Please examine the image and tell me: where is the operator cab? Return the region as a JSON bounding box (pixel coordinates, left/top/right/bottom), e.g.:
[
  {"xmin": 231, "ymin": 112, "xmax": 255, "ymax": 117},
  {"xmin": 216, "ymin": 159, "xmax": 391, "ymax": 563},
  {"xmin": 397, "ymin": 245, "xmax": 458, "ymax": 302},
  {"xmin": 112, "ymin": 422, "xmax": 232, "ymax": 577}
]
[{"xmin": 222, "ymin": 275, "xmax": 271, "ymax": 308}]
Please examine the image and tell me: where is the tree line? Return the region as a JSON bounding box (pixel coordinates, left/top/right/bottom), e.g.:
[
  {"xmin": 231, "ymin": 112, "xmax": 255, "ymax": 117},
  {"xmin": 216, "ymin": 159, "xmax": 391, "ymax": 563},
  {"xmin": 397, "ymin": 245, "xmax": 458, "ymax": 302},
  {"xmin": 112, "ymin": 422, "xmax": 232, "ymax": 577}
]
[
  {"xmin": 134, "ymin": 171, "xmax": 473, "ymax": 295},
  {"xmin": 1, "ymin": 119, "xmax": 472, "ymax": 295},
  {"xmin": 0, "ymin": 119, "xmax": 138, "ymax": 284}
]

- Work instructions
Please return each line of the data above in which the word "bounding" occurs.

- Exercise output
Please examine the image and tell me: where is the operator cab? Return the region as a JSON bounding box (pixel coordinates, left/top/right/bottom), e.g.:
Please examine the image and tell me: where is the tree line? Return the region as a JSON bounding box (pixel coordinates, left/top/right/bottom), e.g.:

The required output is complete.